■ **Required work**
Leaving out all pictures, reproduce the entries below exactly, from the first line through the line that contains "451L700 873L758 967L782".

■ **Dataset records**
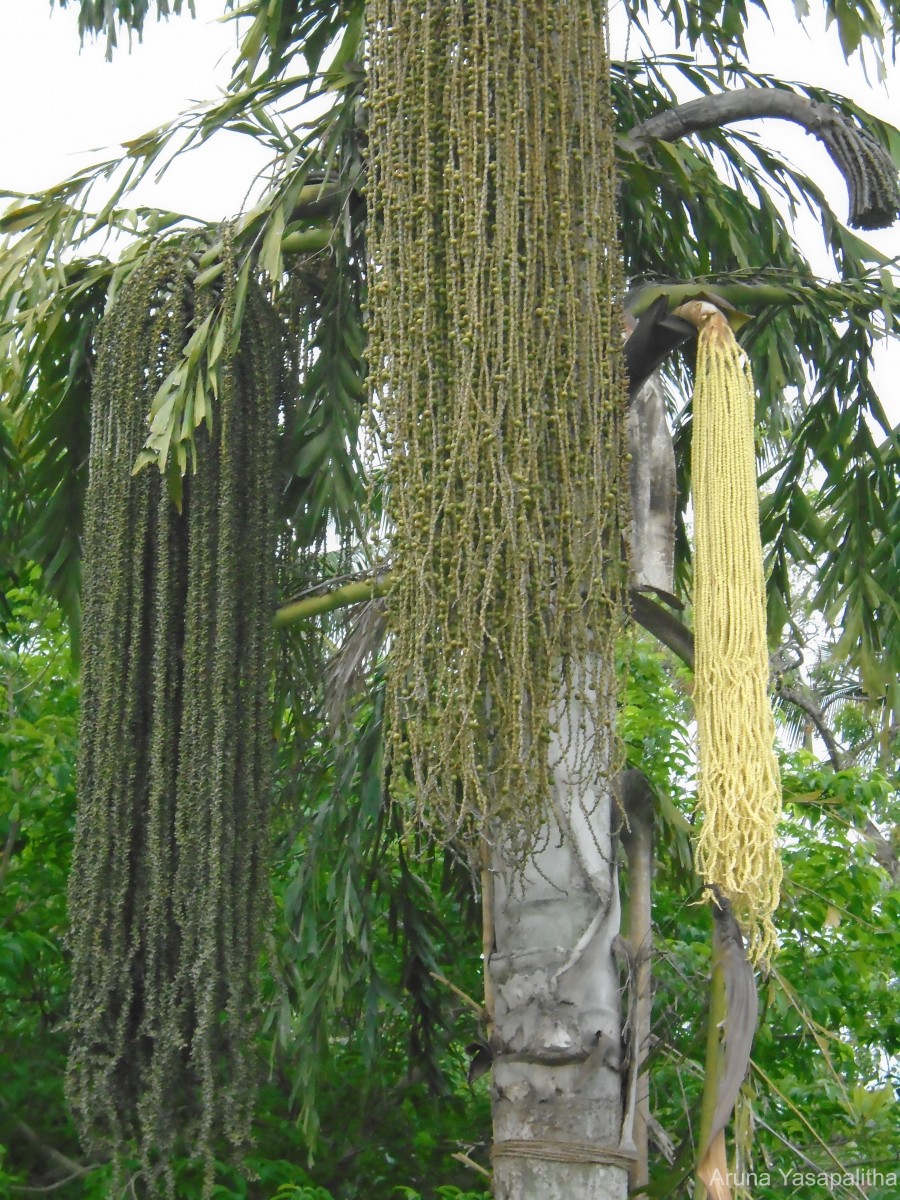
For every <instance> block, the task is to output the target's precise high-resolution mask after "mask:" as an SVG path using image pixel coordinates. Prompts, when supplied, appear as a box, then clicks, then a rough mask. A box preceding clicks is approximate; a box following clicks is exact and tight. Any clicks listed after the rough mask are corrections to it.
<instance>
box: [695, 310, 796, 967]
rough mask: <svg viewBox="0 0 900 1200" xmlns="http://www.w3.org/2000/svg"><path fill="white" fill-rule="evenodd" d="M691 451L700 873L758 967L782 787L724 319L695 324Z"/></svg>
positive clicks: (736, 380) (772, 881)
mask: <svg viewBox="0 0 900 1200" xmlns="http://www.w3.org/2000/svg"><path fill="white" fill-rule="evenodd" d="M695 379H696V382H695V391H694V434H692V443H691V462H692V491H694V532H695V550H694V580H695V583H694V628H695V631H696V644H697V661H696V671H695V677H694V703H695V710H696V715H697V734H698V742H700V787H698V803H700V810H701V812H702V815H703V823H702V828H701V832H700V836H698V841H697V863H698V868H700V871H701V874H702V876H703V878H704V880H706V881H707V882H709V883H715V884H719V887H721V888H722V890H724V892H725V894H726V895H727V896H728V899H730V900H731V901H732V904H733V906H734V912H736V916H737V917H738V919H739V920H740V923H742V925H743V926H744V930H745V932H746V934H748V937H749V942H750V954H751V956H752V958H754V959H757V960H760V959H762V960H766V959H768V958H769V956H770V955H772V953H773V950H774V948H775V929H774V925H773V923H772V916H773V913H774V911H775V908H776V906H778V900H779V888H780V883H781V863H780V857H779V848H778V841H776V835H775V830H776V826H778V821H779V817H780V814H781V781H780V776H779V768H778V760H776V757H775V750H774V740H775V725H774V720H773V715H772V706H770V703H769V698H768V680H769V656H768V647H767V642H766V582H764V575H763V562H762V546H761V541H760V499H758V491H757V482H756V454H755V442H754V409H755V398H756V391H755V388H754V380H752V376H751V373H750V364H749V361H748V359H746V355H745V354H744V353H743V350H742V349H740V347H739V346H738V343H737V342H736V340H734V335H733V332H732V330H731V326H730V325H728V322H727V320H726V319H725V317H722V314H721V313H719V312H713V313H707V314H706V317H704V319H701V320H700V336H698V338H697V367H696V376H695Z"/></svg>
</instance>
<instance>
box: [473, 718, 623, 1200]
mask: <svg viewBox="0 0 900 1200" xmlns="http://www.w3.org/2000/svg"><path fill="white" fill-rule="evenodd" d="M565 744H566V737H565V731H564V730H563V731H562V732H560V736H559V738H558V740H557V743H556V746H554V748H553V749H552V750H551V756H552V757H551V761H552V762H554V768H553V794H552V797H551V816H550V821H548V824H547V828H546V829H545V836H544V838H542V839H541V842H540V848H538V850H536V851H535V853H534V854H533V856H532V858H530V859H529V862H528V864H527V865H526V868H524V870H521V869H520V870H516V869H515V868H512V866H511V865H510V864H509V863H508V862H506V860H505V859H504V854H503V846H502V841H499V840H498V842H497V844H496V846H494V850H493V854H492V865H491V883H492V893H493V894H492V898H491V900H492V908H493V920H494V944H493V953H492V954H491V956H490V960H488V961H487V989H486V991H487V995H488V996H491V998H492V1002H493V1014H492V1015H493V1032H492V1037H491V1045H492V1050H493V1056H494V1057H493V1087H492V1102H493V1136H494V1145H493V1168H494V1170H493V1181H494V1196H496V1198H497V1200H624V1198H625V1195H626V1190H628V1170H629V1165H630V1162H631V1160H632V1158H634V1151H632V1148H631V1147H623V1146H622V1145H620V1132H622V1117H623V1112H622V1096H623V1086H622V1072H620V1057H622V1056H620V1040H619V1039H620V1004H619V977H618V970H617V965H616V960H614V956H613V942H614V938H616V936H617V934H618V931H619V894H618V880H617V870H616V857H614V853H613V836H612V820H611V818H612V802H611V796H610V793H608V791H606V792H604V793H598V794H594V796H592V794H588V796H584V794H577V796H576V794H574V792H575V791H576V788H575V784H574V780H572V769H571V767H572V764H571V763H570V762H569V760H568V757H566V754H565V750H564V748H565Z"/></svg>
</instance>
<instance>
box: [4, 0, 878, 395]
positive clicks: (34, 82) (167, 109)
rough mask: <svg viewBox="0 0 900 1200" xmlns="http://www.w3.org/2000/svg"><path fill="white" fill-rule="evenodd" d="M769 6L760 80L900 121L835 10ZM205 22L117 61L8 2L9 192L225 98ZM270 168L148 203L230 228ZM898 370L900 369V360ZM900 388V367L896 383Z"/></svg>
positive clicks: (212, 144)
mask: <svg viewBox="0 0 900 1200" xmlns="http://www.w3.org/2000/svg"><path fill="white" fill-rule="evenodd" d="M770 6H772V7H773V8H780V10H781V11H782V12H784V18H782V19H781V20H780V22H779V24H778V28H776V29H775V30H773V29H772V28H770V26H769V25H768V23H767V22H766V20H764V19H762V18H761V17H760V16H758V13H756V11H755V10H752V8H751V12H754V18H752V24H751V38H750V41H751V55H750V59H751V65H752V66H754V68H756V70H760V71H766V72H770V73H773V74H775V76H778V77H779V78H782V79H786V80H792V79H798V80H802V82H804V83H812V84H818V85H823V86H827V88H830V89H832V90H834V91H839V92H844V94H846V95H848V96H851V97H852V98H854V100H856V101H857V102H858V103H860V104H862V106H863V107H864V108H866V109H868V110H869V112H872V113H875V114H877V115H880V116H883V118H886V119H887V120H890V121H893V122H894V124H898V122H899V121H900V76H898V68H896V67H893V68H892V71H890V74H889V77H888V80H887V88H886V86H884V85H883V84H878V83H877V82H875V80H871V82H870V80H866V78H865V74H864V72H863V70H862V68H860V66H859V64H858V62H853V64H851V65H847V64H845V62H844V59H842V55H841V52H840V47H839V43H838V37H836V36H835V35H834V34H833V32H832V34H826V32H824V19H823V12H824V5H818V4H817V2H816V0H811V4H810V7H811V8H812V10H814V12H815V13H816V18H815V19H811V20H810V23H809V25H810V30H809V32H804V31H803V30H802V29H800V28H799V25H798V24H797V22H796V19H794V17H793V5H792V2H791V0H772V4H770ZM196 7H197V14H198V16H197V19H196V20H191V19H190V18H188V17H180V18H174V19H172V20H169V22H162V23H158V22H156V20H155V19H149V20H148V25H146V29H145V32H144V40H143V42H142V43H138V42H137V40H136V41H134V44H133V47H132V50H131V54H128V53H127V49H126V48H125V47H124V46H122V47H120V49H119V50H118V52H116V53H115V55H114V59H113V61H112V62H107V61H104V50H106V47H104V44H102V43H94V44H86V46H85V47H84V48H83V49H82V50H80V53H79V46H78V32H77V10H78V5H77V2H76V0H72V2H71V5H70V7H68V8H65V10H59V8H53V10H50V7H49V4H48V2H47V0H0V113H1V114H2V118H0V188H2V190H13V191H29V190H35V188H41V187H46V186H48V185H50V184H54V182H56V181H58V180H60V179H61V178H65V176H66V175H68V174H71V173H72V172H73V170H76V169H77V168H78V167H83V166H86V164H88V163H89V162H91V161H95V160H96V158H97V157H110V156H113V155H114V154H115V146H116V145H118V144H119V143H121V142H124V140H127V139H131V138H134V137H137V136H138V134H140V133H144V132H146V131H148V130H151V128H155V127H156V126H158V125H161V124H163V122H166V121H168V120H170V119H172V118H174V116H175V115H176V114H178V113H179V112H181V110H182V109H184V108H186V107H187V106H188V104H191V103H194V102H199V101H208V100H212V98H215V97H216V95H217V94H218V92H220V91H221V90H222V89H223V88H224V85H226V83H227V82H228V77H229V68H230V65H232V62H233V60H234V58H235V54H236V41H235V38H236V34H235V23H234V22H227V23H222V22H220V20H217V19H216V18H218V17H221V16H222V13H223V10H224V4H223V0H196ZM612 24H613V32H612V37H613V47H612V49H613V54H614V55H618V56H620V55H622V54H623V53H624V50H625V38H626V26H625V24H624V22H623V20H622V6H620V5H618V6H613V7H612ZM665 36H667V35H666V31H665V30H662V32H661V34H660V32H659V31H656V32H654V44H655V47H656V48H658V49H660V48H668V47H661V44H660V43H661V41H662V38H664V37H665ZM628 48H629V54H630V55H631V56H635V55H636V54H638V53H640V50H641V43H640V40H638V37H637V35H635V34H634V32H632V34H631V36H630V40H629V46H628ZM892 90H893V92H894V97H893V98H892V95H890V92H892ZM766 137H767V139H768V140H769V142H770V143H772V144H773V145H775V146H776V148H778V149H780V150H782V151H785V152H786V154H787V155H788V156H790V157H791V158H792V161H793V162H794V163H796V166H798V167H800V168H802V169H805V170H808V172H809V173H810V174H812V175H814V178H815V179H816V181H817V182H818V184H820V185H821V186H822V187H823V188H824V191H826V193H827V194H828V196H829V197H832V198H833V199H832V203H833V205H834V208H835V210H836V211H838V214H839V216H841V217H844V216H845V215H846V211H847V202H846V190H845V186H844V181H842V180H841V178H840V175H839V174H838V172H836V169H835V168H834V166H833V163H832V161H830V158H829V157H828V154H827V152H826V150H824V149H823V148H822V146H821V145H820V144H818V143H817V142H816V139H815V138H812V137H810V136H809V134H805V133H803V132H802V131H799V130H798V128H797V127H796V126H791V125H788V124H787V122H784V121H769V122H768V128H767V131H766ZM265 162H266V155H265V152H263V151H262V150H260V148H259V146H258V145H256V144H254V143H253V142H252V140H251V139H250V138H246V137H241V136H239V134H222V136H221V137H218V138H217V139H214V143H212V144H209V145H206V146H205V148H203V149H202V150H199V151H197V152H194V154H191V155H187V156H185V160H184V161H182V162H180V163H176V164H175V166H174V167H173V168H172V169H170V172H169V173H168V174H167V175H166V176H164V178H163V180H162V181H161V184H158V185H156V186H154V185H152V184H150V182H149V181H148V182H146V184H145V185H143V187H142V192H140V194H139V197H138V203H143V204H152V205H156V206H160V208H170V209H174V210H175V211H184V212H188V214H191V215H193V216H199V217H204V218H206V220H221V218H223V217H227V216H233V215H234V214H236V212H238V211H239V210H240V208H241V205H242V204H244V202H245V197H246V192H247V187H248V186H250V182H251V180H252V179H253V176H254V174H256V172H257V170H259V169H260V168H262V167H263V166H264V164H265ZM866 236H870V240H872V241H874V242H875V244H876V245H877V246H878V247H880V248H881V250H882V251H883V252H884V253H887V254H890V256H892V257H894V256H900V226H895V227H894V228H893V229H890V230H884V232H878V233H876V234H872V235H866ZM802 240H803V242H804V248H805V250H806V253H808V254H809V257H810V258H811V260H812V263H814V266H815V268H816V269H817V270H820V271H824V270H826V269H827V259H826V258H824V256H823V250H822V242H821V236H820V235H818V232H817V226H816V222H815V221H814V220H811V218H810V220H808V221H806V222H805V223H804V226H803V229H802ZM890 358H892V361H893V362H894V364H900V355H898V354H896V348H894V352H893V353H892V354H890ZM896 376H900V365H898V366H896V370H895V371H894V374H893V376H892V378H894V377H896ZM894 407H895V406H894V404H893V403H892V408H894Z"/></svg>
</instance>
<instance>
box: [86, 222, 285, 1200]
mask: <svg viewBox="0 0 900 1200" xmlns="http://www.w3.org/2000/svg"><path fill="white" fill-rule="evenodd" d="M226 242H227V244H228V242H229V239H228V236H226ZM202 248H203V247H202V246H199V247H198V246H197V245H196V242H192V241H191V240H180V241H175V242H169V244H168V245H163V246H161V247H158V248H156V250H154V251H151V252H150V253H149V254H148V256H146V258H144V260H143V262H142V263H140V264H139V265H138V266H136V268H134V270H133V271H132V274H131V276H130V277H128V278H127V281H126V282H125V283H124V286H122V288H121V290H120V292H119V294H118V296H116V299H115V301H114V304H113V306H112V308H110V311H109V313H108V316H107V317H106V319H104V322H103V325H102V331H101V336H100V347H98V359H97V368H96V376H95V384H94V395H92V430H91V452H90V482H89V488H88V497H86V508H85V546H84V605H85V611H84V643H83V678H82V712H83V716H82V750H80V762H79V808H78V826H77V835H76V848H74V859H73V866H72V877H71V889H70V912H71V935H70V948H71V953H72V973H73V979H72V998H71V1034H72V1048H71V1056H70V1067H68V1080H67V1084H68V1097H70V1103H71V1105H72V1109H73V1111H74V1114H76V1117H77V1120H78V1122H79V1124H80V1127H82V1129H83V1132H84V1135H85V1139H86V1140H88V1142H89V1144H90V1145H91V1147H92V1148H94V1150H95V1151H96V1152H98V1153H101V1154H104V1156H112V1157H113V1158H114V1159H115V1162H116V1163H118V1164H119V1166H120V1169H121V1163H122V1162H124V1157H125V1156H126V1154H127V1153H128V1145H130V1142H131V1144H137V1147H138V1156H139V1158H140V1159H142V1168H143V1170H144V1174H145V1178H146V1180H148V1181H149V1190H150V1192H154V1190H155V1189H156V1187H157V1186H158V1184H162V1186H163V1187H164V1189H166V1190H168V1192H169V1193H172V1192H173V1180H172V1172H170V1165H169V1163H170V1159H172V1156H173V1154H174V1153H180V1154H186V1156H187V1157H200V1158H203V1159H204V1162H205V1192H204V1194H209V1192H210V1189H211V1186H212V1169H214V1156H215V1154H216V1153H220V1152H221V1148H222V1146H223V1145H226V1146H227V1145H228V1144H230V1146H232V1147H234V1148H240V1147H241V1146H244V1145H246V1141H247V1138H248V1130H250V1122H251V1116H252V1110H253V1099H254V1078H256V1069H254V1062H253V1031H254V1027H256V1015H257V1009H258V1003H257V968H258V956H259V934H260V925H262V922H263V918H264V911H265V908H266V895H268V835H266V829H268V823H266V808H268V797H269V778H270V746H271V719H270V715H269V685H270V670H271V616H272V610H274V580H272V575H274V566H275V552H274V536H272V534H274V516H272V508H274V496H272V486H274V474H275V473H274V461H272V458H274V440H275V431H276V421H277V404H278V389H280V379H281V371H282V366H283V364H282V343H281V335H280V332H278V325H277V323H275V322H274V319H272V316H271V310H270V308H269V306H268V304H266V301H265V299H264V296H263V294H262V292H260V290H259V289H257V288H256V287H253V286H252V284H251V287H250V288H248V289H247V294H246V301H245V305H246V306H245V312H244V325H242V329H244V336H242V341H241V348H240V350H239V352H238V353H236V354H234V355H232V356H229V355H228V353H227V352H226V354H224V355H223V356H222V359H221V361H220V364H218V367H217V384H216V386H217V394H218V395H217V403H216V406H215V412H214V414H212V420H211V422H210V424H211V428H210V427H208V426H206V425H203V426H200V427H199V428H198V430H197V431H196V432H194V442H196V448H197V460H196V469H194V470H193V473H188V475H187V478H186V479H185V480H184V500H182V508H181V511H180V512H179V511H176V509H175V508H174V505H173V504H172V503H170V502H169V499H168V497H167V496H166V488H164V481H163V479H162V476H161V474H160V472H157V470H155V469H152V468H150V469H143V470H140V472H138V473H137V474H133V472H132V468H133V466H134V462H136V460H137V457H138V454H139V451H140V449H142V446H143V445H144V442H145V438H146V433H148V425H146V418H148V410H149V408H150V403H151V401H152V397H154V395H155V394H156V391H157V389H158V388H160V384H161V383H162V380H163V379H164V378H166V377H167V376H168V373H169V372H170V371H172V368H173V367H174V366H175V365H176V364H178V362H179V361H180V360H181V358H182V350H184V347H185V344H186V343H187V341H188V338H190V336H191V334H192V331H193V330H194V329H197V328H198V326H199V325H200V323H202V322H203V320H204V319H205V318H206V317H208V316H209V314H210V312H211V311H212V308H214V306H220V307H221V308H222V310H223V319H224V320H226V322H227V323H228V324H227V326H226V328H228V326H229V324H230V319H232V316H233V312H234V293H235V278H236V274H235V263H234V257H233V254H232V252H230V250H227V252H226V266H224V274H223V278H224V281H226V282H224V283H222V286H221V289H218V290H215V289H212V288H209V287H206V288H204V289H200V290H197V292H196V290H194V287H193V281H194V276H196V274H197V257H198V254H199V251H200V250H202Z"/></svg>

■ **Answer area**
For every <instance> block, the task is to output the target's precise high-resolution mask after "mask:" as an SVG path using image pixel coordinates. Prompts, when supplied, appear as a box, then clicks, then a rough mask. A box preceding clicks is approximate; a box following clicks is exact and tight. Any clicks listed after the rough mask are corrections to it.
<instance>
box: [695, 310, 796, 967]
rough mask: <svg viewBox="0 0 900 1200" xmlns="http://www.w3.org/2000/svg"><path fill="white" fill-rule="evenodd" d="M691 451L700 873L758 967L782 787L724 319L695 324Z"/></svg>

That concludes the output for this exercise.